◆ **Problem to work on**
Swap "wispy cloud" for "thin cloud" in the lines below and give them back with nothing else changed.

— begin —

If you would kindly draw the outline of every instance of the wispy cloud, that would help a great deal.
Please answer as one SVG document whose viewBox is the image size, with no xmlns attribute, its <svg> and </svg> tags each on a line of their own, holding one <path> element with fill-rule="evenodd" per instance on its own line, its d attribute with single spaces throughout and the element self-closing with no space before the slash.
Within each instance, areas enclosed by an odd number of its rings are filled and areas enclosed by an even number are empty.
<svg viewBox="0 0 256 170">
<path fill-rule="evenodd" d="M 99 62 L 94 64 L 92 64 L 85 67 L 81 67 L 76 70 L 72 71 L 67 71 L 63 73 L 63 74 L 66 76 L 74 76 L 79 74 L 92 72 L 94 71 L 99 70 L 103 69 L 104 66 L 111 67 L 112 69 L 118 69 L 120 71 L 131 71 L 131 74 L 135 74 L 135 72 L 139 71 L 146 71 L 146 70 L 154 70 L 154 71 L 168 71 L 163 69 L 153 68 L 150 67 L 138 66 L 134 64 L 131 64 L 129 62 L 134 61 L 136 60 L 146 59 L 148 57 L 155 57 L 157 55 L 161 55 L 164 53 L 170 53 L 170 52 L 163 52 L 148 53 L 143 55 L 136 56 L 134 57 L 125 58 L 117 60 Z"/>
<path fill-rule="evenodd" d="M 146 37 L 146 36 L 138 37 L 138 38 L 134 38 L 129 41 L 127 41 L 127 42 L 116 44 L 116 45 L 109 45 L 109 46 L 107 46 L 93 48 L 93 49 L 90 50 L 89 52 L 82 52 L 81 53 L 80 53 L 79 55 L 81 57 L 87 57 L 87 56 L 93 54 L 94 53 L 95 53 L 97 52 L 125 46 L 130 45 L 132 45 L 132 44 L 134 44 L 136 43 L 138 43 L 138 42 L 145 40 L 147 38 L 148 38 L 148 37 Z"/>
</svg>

— end —

◆ **Exercise output**
If you would kindly draw the outline of every instance of the thin cloud, that would help a great deal.
Please answer as one SVG document whose viewBox is the image size, with no xmlns attribute, its <svg> and </svg> tags each on a line of their own, holding one <path> element with fill-rule="evenodd" per instance on its own line, its d attribute with single spaces throughout and the element self-closing with no space before the slash.
Within each instance, areas enclosed by an odd number of its rings are filled and areas enclosed by an even number are empty.
<svg viewBox="0 0 256 170">
<path fill-rule="evenodd" d="M 99 62 L 94 64 L 92 64 L 85 67 L 81 67 L 76 70 L 72 71 L 67 71 L 63 73 L 63 74 L 66 76 L 74 76 L 79 74 L 92 72 L 94 71 L 99 70 L 103 69 L 104 66 L 111 67 L 112 69 L 118 69 L 120 71 L 131 71 L 131 74 L 135 74 L 135 72 L 139 71 L 146 71 L 146 70 L 154 70 L 154 71 L 168 71 L 163 69 L 153 68 L 150 67 L 138 66 L 134 64 L 131 64 L 129 62 L 134 61 L 136 60 L 146 59 L 148 57 L 155 57 L 157 55 L 161 55 L 164 53 L 170 53 L 170 52 L 163 52 L 148 53 L 143 55 L 136 56 L 134 57 L 125 58 L 117 60 Z"/>
<path fill-rule="evenodd" d="M 146 37 L 146 36 L 138 37 L 138 38 L 134 38 L 129 41 L 127 41 L 127 42 L 116 44 L 116 45 L 109 45 L 109 46 L 107 46 L 93 48 L 93 49 L 90 50 L 89 52 L 82 52 L 81 53 L 80 53 L 79 55 L 81 57 L 87 57 L 87 56 L 93 54 L 94 53 L 95 53 L 97 52 L 125 46 L 130 45 L 132 45 L 132 44 L 134 44 L 136 43 L 138 43 L 138 42 L 145 40 L 147 38 L 148 38 L 148 37 Z"/>
</svg>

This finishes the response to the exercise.